The decision on the number of judges used in the study was informed from an approximate power calculation based on the number of scripts, the fact that each script would be seen by each judge, and findings from previous CJ activities. The number of scripts used was based on balancing practicality (how many packs of scripts judges could feasibly judge alongside their work commitments, how many volunteers we could recruit to make the modifications, etc.) and sufficiency (having enough scripts to detect a difference).

Research Procedure

The original and modified variant 2019 scripts along with the 2018 scripts were presented to the judges embedded in a CJ standard maintaining exercise. The scripts were organised into packs of four, with each pack containing two 2018 scripts and two 2019 scripts (both original, both modified, or one of each). Packs of four were chosen, as the ranking of a script within a larger pack is more informative than whether it wins or loses a single paired comparison, so potentially, it is more efficient. Thus, in each pack, we had six comparisons rather than one (AB, AC, AD, BC, BD, and CD). The ordering of the four scripts within a pack was random: sometimes the first script in the list would be from 2018 and sometimes from 2019. Script allocation to each pack in terms of original marks was also random; thus, any pack could potentially contain scripts of similar or widely distributed original marks. The scripts and judging plan were loaded onto the in-house software used to conduct the experiment. In total, each judge would rank 20 packs, and they would see all the 2018 scripts but would only see either the modified or the original variant of each of the 2019 scripts.

Judges were presented with packs of four scripts and instructed to “rank these in order from best to worst overall performance.” As the judges were all experienced examination markers of this qualification, they were asked to draw on this knowledge and experience and apply it to their CJ decisions. No additional criteria beyond the mark scheme were provided, although the judges were given additional guidance on how to make holistic judgements. This included information on the importance of making an evaluation of the whole script and using their professional judgement to allow for differences in the questions and the relative difficulty of each test. The judges were aware that we were exploring a new method of conducting standard maintaining and were looking at how they made judgements, but they were unaware of the script modifications. The judges were informed of the script modifications and presented with a summary of the research findings at the end of the study.

The lead author observed each judge for approximately 30 min while they were making their judgements. This observation was conducted on Microsoft Teams, at a time of the judge’s choosing; thus, it could be at the beginning, middle, or end of the judging period. The meeting software allowed the judges to share their screen, thereby allowing the observer to see what they were doing at any given point. This was supplemented by a think-aloud procedure in which the judges verbalised their thoughts while making their judgements. The judges were given the prompt “As you do the CJ task, we would like you to talk aloud about your actions, thoughts, and intentions. Please say anything that comes into your head while doing the task.” To familiarise the judges with thinking aloud, they were given a short practice exercise (counting the number of windows in their house). The observation was recorded with the software, and this produced an automated transcript.

Once the judges had completed their judging, they were invited to complete a short online questionnaire. This gave the judges the opportunity to provide feedback and enabled us to gather additional information on their judging behaviour. In the questionnaire, we specifically asked the judges how they made their decisions.

Analysis

A mixed-methods design was used, which comprised a quantitative element derived from the CJ decision data and a qualitative element derived from the observation and survey responses.
|---|
■ Requirements
1. Reproduce verbatim the part of the research procedure passage starting with "A mixed-methods design" and going on through "and survey responses.".
2. From the research procedure passage, list every comparison that a pack of four scripts yields.
The material after this point is separate from the research procedure passage.

■ Items
|---|
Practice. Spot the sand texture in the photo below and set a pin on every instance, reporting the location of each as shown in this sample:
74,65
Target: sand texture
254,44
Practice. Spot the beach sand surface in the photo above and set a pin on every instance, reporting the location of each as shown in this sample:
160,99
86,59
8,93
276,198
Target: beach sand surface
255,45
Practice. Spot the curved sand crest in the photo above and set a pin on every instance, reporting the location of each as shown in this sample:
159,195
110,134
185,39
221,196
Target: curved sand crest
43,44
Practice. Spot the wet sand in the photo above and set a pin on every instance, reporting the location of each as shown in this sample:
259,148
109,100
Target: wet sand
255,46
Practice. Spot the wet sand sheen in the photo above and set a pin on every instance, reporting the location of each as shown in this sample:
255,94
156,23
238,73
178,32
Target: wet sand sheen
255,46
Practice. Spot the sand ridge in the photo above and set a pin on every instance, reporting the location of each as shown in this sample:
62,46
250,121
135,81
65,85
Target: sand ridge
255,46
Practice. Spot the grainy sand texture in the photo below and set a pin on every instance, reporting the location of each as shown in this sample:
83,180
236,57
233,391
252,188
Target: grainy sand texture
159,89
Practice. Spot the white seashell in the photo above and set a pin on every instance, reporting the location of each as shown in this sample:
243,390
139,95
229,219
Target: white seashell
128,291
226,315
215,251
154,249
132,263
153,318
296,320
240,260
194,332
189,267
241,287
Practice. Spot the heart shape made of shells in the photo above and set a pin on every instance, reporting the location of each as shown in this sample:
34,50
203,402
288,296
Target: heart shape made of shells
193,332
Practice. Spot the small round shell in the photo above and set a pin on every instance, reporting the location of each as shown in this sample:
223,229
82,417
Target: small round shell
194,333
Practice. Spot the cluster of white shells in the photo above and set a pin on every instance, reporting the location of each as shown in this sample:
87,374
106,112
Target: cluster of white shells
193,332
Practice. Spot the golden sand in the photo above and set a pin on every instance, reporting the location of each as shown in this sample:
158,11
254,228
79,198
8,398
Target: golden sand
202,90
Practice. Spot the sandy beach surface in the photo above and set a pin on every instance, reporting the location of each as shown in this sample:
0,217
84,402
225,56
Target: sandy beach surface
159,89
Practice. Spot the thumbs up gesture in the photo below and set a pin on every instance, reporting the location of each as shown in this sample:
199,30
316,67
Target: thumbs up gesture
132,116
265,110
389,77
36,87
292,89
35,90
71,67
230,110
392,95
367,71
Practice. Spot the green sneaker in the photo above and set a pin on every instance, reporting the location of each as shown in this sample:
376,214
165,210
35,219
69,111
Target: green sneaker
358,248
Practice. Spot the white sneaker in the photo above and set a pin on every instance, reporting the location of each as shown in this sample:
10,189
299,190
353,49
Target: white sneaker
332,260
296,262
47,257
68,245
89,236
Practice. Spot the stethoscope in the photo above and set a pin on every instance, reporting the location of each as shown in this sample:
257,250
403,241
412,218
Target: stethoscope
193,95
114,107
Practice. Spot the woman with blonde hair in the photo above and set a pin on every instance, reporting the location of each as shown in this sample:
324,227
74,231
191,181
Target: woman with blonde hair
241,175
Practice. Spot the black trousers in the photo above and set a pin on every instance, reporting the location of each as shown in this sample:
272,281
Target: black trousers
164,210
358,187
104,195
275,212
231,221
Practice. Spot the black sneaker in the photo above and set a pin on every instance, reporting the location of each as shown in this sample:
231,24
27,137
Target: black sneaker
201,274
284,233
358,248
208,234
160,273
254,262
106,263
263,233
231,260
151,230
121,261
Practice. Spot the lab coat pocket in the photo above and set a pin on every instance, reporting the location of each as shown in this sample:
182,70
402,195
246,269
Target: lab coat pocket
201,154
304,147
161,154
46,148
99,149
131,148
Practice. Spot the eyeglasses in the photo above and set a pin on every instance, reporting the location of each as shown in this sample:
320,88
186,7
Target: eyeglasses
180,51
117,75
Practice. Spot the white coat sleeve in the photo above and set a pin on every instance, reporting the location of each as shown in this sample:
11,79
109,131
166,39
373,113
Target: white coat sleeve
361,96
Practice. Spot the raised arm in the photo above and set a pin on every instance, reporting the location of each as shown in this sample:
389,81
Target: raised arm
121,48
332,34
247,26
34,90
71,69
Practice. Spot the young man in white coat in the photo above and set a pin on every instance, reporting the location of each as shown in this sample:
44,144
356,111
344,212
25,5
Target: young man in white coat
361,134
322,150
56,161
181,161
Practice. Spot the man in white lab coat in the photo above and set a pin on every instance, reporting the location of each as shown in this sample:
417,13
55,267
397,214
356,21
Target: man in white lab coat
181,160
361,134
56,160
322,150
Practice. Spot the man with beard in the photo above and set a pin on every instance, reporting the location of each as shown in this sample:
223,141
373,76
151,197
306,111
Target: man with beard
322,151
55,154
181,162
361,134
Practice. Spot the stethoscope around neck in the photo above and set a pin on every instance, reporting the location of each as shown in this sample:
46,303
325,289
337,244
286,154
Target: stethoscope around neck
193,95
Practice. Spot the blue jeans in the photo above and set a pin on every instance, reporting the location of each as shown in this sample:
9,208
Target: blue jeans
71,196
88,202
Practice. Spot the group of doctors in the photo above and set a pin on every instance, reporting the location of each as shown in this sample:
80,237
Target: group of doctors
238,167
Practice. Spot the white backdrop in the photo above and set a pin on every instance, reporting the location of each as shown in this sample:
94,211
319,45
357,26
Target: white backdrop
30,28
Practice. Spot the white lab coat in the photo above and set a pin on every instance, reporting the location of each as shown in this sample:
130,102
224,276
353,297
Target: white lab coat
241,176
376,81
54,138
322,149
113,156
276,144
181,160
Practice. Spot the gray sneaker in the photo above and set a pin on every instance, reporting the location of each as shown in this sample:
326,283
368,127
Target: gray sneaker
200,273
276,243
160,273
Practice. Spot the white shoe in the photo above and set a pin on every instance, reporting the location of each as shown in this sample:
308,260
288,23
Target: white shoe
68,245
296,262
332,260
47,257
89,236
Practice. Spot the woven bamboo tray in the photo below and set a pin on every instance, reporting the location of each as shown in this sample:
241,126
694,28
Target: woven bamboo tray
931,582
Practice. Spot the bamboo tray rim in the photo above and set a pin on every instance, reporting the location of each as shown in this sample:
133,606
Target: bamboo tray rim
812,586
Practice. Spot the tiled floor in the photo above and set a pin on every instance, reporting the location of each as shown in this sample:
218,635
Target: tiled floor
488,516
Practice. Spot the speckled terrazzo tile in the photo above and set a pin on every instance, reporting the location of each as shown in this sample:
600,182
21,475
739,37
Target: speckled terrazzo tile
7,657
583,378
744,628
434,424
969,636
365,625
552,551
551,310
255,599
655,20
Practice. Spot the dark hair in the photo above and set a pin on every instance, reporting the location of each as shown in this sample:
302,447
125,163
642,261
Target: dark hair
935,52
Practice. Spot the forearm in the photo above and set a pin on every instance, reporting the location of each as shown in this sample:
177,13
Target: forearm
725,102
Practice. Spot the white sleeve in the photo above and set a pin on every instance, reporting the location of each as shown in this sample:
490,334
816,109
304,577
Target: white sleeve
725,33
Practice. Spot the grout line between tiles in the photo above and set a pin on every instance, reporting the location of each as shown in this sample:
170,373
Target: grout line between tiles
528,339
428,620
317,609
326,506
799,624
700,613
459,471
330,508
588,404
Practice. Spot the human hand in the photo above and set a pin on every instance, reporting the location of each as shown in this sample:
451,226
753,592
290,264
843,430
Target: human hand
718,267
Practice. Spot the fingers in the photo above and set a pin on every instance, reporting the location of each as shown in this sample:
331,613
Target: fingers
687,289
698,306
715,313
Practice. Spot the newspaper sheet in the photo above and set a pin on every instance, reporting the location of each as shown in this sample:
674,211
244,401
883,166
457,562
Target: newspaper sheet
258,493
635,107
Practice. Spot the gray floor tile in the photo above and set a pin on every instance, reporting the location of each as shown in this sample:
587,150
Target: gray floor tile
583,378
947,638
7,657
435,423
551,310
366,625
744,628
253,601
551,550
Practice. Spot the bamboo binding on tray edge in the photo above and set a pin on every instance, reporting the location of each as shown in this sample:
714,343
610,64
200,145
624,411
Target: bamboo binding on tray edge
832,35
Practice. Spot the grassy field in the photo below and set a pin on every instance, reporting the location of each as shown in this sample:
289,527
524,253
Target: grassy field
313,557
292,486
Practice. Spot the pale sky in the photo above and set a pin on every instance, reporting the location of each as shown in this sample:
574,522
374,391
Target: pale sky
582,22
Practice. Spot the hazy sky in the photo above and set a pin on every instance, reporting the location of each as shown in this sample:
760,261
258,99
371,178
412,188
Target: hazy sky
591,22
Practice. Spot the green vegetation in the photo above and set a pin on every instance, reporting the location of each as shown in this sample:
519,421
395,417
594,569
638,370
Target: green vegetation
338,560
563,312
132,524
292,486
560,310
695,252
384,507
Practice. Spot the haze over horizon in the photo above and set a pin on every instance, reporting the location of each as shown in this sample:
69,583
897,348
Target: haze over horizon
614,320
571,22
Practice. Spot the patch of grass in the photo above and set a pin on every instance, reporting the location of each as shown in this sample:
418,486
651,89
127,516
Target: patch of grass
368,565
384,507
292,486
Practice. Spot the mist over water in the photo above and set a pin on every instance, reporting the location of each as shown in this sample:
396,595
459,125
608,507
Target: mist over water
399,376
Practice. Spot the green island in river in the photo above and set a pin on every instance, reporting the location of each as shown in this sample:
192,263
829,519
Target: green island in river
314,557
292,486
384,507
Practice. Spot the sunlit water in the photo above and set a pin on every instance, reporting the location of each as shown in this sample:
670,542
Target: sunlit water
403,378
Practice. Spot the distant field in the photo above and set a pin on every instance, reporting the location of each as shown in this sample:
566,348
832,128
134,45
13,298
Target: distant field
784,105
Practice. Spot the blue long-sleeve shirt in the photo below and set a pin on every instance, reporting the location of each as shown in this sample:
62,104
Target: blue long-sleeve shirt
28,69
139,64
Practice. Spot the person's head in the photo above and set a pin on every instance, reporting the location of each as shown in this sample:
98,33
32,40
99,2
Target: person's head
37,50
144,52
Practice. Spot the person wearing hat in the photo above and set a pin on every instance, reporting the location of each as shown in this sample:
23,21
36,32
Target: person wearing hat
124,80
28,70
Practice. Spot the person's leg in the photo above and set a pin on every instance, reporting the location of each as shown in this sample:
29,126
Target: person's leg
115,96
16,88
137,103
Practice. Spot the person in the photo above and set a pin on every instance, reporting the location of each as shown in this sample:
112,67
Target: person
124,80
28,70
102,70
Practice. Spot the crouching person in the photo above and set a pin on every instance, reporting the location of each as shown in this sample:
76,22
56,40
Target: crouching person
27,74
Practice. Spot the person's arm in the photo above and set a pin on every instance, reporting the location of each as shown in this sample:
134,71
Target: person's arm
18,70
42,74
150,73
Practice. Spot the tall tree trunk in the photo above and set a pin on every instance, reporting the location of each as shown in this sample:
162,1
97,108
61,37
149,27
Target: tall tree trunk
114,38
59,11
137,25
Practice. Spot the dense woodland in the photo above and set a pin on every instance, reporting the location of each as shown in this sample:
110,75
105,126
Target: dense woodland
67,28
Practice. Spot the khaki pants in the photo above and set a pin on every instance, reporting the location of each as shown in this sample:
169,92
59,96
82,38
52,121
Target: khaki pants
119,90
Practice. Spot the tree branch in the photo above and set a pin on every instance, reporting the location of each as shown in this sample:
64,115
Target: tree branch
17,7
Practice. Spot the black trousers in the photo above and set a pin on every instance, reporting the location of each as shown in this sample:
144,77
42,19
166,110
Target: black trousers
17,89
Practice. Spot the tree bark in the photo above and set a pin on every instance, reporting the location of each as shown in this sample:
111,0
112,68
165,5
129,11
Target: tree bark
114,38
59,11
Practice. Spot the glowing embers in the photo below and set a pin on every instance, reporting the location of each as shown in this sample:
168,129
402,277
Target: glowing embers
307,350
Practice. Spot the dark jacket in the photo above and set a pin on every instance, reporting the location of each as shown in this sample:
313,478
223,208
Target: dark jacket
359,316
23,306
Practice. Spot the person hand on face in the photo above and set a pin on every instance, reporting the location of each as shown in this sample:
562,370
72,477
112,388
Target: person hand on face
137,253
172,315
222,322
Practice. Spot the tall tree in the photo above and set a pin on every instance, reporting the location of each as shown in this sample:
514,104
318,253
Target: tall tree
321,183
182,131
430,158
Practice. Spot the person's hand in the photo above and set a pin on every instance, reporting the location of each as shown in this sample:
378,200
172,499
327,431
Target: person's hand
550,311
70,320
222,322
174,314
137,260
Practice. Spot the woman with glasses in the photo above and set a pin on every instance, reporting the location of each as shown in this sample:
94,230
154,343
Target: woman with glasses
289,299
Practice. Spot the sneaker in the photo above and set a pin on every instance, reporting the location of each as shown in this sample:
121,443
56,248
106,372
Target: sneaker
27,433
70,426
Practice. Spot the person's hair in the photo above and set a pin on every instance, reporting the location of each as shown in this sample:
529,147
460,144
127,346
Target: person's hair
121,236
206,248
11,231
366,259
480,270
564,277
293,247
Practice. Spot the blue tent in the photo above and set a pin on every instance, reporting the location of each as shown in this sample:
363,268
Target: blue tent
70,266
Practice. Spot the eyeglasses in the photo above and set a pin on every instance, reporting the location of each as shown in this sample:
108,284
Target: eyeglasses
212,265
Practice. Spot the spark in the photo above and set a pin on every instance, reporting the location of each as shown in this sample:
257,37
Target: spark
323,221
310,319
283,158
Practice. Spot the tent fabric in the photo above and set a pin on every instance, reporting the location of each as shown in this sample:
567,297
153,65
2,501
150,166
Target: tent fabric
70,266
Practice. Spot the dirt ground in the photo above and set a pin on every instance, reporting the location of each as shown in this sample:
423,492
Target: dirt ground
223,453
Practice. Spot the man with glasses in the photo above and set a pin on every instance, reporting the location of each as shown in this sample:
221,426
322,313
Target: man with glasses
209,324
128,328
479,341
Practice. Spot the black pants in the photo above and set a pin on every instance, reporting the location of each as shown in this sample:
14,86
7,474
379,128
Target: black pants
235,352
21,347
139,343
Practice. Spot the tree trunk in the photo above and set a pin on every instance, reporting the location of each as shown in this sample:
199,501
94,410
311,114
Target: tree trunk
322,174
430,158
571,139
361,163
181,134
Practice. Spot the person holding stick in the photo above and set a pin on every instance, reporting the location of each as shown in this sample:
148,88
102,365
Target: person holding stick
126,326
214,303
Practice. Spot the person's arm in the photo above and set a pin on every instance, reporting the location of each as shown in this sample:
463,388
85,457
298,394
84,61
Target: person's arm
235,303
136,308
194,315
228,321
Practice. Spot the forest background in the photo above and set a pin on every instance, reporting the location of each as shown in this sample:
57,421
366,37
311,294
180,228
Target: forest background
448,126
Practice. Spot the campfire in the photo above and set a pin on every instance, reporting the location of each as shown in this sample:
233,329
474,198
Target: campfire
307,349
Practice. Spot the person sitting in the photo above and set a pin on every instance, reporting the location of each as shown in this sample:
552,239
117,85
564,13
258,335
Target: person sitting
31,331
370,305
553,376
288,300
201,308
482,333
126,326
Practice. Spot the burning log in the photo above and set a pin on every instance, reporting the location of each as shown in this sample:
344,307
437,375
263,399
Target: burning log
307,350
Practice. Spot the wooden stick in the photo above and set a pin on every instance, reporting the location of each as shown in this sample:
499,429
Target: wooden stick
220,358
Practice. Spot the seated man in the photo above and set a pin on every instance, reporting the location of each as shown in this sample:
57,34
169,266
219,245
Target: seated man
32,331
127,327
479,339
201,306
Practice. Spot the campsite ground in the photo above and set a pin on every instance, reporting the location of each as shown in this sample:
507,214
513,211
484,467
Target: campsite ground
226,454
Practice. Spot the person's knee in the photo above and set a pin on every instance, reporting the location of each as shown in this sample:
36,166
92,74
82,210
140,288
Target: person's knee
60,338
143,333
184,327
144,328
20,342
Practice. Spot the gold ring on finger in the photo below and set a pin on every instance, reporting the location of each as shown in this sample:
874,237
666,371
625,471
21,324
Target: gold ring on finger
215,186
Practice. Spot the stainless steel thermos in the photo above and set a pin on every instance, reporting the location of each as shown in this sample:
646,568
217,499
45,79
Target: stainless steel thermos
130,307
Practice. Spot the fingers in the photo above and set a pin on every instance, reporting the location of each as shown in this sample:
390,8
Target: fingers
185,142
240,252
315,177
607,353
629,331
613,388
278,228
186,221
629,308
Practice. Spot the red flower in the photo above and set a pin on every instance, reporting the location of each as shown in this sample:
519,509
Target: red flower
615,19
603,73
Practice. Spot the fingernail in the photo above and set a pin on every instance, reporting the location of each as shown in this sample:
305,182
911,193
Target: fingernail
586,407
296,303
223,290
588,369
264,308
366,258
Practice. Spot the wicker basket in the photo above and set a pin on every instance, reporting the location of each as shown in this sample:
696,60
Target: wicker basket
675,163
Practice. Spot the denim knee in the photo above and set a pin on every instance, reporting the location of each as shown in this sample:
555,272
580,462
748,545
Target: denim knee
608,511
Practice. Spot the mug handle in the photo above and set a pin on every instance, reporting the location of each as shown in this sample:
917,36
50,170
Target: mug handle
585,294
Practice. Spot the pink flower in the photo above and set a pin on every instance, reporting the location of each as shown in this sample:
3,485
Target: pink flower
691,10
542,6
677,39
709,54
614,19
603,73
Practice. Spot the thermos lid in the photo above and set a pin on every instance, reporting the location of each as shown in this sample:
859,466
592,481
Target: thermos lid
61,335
|---|
■ Answer set
1.
A mixed-methods design was used, which comprised a quantitative element derived from the CJ decision data and a qualitative element derived from the observation and survey responses.

2. AB, AC, AD, BC, BD, CD